Explore the material:
• A. In the piece on the social life of guns, rewrite the stretch from "Last fall I" through "studying the issue.", replacing "essay" with "article".
• B. According to the piece on the social life of guns, what percentage of American adults had fired a gun, as reported by the Pew Research Center in June 2017?

Passage to read:
★ ★ ★

Understanding the Social Life of Guns

Last fall I was invited to contribute a short essay to the newsletter of the Medical Sociology section of the American Sociological Association. The editors asked me to write anything I wanted to about guns that would be helpful to medical sociologists studying the issue.

While some sociologists call for a shift in the national narrative surrounding guns from freedom to control, I continue my effort to shift the sociological narrative on guns from deviance to normality. It is an uphill battle, but I credit the editors of the newsletter for allowing me the opportunity to contribute.

A PDF of my page in the newsletter is here, and the full text is replicated below. The entire newsletter can be found under the Winter 2018 link on the section’s newsletter page.

Understanding the Social Life of Guns

In June 2017, the Pew Research Center reported that 70% of American adults have fired a gun at some point in their lives. That is nearly 180 million people. Looked at the other way around: A minority of American adults have never shot a gun. Like many sociologists, I was in that minority for most of my life. Consequently, until six years ago when I began studying guns, I had no idea how common and normal they are in the United States.

★ ★ ★

Data extract:
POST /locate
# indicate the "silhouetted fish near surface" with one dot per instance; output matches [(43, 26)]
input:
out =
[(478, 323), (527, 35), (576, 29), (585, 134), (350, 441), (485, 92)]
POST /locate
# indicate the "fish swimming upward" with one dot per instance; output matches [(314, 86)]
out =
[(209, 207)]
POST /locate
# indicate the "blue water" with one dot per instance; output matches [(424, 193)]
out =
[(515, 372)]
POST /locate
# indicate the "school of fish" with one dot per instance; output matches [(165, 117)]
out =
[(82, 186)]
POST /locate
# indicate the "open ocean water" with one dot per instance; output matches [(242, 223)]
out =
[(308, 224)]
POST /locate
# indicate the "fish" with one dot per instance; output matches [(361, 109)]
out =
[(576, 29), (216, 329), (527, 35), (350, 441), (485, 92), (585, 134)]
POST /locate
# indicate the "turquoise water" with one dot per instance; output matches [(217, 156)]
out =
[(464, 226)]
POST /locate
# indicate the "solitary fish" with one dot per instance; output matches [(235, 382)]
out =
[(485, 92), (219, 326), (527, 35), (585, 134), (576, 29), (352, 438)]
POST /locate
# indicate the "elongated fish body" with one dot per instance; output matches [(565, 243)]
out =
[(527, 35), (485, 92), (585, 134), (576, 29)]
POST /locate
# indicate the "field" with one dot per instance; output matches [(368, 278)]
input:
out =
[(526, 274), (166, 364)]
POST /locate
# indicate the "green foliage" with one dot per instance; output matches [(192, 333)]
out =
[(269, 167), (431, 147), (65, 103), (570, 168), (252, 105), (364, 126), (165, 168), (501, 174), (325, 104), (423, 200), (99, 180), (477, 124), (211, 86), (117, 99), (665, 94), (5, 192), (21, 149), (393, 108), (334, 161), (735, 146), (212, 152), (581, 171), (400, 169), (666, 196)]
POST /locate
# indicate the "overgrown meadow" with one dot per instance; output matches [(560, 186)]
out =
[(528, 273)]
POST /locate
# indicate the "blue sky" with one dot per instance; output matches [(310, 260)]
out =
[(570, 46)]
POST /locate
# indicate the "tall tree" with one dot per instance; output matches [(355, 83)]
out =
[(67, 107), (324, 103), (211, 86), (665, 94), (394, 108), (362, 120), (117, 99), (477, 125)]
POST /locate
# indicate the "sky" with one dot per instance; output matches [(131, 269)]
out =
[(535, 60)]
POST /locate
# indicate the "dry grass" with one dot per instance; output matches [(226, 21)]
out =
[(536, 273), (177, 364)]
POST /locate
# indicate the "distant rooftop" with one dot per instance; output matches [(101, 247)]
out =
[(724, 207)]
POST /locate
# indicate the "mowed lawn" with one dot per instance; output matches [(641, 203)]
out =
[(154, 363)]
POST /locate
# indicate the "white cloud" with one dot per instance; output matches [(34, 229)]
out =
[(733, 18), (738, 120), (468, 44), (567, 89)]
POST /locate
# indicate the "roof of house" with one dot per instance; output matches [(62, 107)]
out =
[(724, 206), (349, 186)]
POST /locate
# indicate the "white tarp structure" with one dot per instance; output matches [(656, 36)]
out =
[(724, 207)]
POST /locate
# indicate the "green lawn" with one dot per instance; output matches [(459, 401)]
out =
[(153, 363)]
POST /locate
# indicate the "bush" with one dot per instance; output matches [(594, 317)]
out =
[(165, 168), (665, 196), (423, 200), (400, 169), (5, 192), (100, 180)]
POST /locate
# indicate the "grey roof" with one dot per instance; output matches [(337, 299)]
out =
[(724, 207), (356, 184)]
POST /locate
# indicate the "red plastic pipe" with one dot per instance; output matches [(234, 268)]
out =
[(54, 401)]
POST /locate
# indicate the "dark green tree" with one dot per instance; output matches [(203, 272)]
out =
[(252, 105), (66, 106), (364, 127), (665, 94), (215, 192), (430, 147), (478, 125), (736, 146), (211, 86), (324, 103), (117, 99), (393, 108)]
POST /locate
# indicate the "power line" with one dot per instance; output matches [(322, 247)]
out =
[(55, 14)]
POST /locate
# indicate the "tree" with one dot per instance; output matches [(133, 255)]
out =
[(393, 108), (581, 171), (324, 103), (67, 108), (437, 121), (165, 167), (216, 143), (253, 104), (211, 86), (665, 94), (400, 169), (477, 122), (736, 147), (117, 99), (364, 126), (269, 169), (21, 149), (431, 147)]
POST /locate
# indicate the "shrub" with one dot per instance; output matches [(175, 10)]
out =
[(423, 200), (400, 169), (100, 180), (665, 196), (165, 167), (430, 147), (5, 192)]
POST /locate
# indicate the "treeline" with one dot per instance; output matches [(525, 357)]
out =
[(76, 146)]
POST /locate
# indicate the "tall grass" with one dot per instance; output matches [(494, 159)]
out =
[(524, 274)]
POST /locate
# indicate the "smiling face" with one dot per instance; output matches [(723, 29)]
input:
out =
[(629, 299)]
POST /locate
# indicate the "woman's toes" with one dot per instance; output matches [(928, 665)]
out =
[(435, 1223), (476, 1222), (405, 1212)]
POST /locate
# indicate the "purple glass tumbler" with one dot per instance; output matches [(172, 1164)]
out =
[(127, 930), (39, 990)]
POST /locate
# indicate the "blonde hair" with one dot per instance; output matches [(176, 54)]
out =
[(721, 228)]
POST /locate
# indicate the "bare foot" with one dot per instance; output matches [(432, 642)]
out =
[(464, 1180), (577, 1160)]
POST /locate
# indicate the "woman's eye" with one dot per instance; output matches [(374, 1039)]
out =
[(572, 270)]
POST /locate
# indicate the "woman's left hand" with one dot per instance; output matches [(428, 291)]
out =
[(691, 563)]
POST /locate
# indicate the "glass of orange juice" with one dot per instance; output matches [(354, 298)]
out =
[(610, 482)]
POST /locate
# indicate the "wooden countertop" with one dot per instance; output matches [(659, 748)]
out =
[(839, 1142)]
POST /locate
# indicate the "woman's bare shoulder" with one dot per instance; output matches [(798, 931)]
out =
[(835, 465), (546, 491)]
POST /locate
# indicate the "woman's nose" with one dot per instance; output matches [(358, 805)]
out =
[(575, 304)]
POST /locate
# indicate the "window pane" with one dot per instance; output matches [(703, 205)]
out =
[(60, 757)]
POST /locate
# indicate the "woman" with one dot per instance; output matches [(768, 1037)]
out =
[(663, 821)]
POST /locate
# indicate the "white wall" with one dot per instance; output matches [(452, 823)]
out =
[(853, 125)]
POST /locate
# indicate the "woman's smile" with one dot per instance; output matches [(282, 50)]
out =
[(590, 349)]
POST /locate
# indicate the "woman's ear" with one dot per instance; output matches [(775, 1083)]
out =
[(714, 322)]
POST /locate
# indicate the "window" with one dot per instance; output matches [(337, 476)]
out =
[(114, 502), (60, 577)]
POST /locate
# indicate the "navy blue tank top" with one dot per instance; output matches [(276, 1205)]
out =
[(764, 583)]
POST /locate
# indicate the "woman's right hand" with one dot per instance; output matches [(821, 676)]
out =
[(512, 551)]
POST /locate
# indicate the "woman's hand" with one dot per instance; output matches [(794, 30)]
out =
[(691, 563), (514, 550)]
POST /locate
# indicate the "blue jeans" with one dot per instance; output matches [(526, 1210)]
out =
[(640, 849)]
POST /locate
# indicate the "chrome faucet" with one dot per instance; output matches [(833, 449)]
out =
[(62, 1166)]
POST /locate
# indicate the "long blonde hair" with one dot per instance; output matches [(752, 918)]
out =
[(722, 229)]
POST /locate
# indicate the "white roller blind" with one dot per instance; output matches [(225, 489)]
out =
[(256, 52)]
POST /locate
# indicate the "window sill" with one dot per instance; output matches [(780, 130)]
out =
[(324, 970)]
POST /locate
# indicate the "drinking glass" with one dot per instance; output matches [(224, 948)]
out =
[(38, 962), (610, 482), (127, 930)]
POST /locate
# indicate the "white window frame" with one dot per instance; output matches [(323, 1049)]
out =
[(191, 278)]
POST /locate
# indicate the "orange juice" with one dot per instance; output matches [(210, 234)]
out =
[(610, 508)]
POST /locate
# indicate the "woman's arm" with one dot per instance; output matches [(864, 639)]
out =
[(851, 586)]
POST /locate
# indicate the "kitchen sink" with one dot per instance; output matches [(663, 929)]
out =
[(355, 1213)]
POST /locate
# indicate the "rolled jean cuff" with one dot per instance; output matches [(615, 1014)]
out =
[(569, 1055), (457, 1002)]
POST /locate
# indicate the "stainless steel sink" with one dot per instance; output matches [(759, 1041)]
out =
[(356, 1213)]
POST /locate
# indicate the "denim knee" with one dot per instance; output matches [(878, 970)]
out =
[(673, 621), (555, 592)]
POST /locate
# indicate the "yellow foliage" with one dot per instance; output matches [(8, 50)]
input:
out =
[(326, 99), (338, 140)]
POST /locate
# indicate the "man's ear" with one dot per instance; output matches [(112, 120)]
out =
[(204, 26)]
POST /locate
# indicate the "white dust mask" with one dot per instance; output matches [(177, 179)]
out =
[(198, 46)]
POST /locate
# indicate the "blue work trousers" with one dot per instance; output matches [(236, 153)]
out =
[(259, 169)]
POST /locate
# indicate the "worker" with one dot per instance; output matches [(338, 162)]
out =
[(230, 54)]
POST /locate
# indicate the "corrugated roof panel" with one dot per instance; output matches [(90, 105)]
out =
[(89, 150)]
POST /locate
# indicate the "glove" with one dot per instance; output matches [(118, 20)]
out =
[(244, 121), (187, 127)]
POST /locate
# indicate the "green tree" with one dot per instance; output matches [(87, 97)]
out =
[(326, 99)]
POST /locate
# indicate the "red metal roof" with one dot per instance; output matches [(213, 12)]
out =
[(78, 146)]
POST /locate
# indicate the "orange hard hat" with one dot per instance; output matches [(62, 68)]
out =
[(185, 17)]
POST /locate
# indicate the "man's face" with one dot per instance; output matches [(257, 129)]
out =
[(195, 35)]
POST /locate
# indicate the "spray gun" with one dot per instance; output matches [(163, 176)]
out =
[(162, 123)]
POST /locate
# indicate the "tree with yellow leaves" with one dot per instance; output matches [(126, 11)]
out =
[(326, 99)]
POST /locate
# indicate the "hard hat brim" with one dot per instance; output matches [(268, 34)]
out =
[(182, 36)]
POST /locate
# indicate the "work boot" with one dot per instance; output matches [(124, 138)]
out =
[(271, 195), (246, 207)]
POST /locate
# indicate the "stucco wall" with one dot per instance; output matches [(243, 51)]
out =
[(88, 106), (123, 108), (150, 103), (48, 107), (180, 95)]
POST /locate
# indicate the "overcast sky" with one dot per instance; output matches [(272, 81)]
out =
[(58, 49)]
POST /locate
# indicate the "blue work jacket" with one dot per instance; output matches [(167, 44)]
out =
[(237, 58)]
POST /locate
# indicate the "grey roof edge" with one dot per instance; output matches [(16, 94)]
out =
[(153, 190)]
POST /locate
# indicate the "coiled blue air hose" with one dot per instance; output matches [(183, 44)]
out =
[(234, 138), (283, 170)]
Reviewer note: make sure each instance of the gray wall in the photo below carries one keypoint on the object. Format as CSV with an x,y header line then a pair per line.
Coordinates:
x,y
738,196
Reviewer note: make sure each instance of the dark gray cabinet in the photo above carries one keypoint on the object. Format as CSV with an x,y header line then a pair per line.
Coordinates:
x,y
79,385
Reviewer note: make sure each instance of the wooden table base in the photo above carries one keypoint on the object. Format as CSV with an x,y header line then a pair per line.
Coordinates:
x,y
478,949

★ ★ ★

Your written answers:
• A.
Last fall I was invited to contribute a short article to the newsletter of the Medical Sociology section of the American Sociological Association. The editors asked me to write anything I wanted to about guns that would be helpful to medical sociologists studying the issue.

• B. 70%